*** Opening of GIVEN TEXT ***

Figure 7.

Compound 145 activates cAMP/PKA/CREB dependent pathway in TGF-β₁-induced MRC-5 cells. (A) Lung fibroblasts were cultured for 24 h and then serum-deprived for 2 h. The cAMP level was measured after 30 min of incubation with the studied compounds (10 µM) and TGF-β₁ (5 ng/mL). Each bar represents the mean (± S.E.M.) The cAMP concentration (fmol/mL/mg of protein; n = 4). (B) Protein kinase A activity in MRC-5 was determined after 30 min of incubation with the studied compounds (10 µM), and 30 min of incubation with TGF-β₁ (n = 4). (C) Representative immunoblot and densitometry analysis of p-CREB in MRC-5 (n = 4). The ROD signal was normalized to the GAPDH control level. Each bar represents the mean value (± S.E.M.). (D) Immunofluorescence staining for p-CREB protein: MRC-5 were fixed, permeabilized, blocked, and incubated with anti-p-CREB antibody followed by an Alexa Fluor 546 conjugated antibody, nuclei were stained with Hoechst 33342 dye. Microphotographs were taken using a Leica DMi8 microscope, 40× objective, bar = 50 µm. (E) Cells exhibiting co-localization of p-CREB and nuclear signal were counted in 20 randomly selected fields of view and expressed as a percentage fraction in the entire MRC-5 population. The results were considered statistically significant at the p level of 0.05, against control (*).

*** Close of GIVEN TEXT ***
*** Opening of INFORMATION ***

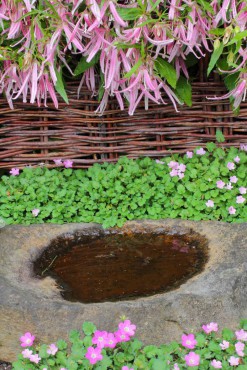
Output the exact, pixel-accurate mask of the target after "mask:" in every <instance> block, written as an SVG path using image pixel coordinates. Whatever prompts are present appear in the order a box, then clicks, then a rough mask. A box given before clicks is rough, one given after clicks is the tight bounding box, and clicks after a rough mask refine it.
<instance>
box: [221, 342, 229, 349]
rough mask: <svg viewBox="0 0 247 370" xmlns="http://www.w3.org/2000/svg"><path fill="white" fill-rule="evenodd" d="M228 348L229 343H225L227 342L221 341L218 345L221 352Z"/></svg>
mask: <svg viewBox="0 0 247 370" xmlns="http://www.w3.org/2000/svg"><path fill="white" fill-rule="evenodd" d="M229 346H230V343H229V342H227V340H223V342H222V343H220V348H221V349H223V350H224V349H227V348H229Z"/></svg>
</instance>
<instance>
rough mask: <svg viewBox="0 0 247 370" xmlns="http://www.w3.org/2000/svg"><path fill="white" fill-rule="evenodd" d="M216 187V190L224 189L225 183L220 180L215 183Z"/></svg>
mask: <svg viewBox="0 0 247 370" xmlns="http://www.w3.org/2000/svg"><path fill="white" fill-rule="evenodd" d="M216 186H217V188H218V189H223V188H224V187H225V183H224V181H222V180H219V181H217V182H216Z"/></svg>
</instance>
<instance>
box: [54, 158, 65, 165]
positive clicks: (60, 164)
mask: <svg viewBox="0 0 247 370" xmlns="http://www.w3.org/2000/svg"><path fill="white" fill-rule="evenodd" d="M53 162H54V163H55V165H56V166H62V164H63V162H62V159H53Z"/></svg>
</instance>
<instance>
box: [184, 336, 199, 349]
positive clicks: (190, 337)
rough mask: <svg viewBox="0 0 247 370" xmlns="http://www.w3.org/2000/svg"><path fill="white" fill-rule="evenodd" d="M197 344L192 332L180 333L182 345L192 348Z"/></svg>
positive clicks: (194, 346)
mask: <svg viewBox="0 0 247 370" xmlns="http://www.w3.org/2000/svg"><path fill="white" fill-rule="evenodd" d="M196 344H197V340H196V339H195V336H194V334H188V335H186V334H183V335H182V346H184V347H186V348H189V349H194V348H195V346H196Z"/></svg>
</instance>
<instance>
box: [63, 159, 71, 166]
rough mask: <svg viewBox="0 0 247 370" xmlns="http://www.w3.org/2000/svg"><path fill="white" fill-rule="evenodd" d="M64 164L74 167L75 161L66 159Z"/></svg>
mask: <svg viewBox="0 0 247 370" xmlns="http://www.w3.org/2000/svg"><path fill="white" fill-rule="evenodd" d="M63 165H64V167H65V168H72V167H73V161H71V160H69V159H66V161H64V162H63Z"/></svg>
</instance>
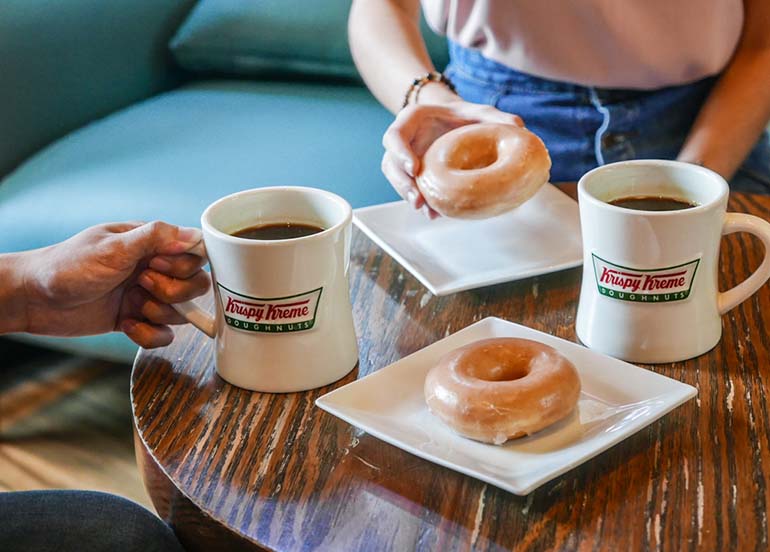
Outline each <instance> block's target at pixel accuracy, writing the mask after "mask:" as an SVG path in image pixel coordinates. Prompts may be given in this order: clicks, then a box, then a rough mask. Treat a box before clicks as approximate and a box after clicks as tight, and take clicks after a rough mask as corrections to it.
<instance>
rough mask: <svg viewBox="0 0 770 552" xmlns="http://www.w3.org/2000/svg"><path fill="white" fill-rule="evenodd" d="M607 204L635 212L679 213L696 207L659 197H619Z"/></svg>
mask: <svg viewBox="0 0 770 552" xmlns="http://www.w3.org/2000/svg"><path fill="white" fill-rule="evenodd" d="M609 204H610V205H615V206H616V207H624V208H626V209H634V210H636V211H681V210H682V209H689V208H691V207H697V204H696V203H690V202H689V201H684V200H681V199H675V198H673V197H660V196H633V197H621V198H620V199H614V200H612V201H610V202H609Z"/></svg>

*** Close of INFORMATION ***

ABOUT THIS EXERCISE ::
Answer these from the figure legend above:
1. What concentration of TGF-β₁ was used when measuring the cAMP level?
2. To what was the ROD signal normalized?
3. In how many randomly selected fields of view were cells showing co-localization of p-CREB and nuclear signal counted?

YOUR RESPONSE ::
1. 5 ng/mL
2. The GAPDH control level
3. 20